→ **Directions**
In the records below, find the line containing "Would you be able to point out the grey"; copy exactly that line and all lines after it to the end, and nothing else.
-- START Extracted records --
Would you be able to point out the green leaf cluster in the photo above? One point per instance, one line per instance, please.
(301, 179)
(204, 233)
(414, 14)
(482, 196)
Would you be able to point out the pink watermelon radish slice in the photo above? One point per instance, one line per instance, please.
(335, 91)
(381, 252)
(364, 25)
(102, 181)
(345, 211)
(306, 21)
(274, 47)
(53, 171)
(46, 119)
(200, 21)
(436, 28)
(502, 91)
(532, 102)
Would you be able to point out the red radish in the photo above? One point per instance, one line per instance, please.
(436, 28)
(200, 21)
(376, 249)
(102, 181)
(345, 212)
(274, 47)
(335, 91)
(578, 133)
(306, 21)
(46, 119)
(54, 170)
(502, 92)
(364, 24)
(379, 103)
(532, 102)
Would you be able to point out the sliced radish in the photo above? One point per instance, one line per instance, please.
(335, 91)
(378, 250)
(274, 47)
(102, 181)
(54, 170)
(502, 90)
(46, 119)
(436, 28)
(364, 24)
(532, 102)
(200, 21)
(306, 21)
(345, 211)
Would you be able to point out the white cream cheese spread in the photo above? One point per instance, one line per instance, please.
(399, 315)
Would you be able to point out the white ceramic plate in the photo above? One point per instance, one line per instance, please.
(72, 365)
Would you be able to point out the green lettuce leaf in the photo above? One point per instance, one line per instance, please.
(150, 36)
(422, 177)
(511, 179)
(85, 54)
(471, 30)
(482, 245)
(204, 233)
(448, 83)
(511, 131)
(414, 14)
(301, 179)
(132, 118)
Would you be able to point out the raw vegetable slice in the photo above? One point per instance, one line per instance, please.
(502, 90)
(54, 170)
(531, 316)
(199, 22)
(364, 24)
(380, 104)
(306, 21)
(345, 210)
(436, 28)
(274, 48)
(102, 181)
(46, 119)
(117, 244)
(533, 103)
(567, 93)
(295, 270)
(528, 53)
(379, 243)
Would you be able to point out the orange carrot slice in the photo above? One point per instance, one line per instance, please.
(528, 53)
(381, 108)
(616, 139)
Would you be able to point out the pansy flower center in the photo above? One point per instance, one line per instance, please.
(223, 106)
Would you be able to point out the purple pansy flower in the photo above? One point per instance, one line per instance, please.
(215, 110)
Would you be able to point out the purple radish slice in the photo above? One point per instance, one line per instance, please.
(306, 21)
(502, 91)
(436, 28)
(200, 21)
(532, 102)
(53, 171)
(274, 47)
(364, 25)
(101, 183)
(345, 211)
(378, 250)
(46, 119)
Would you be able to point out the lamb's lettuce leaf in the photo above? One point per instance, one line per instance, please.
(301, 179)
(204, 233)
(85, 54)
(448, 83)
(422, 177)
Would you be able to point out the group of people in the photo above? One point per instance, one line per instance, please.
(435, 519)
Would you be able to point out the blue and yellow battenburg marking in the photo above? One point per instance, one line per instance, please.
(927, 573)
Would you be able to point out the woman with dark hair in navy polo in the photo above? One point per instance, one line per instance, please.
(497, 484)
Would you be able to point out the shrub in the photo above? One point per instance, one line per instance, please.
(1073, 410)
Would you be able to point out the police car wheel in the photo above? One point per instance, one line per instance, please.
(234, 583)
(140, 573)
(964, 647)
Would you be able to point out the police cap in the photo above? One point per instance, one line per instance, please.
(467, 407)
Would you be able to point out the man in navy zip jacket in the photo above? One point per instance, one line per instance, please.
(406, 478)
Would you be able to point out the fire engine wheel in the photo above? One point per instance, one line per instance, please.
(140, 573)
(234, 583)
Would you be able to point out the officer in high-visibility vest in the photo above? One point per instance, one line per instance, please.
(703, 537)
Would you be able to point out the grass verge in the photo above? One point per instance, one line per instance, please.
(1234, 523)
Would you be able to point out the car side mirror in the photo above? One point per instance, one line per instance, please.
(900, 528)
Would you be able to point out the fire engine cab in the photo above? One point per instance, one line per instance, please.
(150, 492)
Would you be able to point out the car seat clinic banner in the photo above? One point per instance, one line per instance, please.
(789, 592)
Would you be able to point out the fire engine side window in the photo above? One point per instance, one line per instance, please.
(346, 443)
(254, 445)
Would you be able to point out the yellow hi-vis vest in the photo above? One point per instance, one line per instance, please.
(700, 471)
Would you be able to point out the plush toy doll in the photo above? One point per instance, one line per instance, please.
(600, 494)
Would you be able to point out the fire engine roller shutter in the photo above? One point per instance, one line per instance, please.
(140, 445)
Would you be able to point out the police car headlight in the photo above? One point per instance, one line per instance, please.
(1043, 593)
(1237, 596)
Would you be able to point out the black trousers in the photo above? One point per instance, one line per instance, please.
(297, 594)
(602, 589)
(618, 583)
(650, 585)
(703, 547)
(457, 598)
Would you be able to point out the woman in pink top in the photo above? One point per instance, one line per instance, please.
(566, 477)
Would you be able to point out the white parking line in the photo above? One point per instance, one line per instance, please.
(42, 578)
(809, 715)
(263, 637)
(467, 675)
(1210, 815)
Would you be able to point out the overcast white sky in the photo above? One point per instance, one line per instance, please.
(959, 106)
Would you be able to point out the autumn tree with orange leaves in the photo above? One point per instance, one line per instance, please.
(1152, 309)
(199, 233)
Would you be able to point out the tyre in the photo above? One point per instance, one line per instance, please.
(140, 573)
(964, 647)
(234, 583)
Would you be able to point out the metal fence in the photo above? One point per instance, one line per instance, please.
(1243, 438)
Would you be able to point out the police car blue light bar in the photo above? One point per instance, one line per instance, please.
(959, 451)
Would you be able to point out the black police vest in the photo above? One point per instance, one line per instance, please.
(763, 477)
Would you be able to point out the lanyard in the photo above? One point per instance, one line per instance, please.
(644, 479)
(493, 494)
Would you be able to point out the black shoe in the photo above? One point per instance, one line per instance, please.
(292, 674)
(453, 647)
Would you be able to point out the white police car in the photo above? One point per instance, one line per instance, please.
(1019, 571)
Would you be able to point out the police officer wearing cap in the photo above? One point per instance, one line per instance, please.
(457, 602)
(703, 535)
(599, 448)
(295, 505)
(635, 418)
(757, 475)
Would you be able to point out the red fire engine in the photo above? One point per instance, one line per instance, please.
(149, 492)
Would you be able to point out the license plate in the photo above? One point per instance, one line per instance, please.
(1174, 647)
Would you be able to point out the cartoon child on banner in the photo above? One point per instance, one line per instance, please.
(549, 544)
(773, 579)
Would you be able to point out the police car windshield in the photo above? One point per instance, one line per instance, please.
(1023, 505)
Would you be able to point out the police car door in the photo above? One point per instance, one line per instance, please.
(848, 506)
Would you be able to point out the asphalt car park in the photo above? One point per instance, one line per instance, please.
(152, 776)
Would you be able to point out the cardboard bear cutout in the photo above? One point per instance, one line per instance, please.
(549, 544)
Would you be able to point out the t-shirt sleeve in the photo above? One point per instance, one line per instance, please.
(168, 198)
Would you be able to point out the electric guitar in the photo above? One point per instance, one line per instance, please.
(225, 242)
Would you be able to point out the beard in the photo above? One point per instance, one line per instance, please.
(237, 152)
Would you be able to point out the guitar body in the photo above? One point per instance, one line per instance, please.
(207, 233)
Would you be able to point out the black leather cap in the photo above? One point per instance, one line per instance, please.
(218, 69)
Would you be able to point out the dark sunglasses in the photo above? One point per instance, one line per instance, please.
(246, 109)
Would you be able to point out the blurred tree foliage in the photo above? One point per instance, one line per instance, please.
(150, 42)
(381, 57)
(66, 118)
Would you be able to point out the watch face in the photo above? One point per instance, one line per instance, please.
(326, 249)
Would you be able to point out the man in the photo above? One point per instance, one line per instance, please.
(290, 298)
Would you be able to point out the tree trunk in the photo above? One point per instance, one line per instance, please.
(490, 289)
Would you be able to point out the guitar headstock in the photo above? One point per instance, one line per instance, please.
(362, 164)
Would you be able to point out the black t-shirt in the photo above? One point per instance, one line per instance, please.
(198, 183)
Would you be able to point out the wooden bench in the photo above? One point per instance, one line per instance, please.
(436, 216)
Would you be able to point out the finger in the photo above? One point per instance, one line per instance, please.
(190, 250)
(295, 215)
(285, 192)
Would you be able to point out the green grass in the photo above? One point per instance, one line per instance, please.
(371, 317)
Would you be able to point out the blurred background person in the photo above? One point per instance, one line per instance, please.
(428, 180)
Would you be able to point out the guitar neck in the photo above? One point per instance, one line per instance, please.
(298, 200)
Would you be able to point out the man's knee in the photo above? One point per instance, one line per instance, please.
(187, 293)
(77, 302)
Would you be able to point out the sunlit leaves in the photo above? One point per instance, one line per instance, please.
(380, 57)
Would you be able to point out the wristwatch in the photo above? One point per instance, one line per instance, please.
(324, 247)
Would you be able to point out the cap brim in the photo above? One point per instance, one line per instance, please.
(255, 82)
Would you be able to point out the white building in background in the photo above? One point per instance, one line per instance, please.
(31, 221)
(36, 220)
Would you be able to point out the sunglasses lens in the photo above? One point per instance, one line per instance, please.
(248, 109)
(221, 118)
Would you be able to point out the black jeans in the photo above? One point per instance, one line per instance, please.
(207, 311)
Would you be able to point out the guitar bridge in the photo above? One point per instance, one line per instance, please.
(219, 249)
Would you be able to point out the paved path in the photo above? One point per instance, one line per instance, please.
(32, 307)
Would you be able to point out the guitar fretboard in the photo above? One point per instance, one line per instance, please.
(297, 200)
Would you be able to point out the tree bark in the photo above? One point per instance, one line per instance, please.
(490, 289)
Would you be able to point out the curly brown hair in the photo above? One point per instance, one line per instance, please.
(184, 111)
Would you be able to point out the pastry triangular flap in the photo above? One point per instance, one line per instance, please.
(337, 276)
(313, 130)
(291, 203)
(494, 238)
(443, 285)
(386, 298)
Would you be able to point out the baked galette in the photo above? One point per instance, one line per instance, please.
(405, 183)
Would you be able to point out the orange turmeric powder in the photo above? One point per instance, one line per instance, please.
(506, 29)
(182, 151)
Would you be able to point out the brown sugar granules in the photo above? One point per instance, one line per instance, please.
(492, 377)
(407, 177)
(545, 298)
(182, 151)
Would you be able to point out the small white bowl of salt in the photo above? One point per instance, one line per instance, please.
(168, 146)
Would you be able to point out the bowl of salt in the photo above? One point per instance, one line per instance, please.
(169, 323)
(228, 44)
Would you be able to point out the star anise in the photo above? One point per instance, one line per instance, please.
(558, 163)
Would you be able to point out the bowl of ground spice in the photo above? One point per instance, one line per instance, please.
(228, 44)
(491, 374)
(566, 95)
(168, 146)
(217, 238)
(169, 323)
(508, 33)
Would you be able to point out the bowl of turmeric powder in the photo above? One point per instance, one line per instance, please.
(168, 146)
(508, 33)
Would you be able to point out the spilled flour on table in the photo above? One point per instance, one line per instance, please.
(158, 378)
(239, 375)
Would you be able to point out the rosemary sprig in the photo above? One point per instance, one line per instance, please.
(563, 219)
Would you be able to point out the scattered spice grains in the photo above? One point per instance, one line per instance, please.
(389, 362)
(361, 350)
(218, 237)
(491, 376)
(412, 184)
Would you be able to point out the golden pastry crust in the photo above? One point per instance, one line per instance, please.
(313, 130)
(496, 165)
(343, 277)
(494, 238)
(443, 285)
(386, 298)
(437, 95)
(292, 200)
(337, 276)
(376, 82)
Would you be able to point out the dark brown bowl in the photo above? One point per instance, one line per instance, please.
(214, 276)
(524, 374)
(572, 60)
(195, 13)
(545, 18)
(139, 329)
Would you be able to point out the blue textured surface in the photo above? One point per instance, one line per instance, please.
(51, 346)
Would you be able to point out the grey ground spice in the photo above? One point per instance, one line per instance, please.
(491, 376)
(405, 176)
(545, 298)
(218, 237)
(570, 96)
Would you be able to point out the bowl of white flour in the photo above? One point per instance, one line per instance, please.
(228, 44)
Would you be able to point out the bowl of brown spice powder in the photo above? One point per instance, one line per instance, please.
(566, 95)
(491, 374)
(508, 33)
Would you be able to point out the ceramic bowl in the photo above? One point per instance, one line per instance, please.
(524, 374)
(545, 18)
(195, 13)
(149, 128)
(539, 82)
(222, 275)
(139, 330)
-- END Extracted records --
→ **Exercise solution**
Would you be able to point out the grey ground spice in the photo above? One point per instance, one line per instance, please.
(491, 376)
(405, 176)
(545, 298)
(218, 237)
(570, 96)
Would you be able to point out the bowl of white flour in the photo above? One point per instance, one line per instance, please.
(228, 44)
Would you be able to point out the bowl of brown spice powder in the photo above? One point per instance, one line per instance, please.
(566, 95)
(491, 374)
(508, 33)
Would you be able to point out the ceramic bowl in the photo above? One point per instance, one line per instance, please.
(524, 374)
(545, 18)
(195, 13)
(149, 128)
(539, 82)
(222, 275)
(139, 330)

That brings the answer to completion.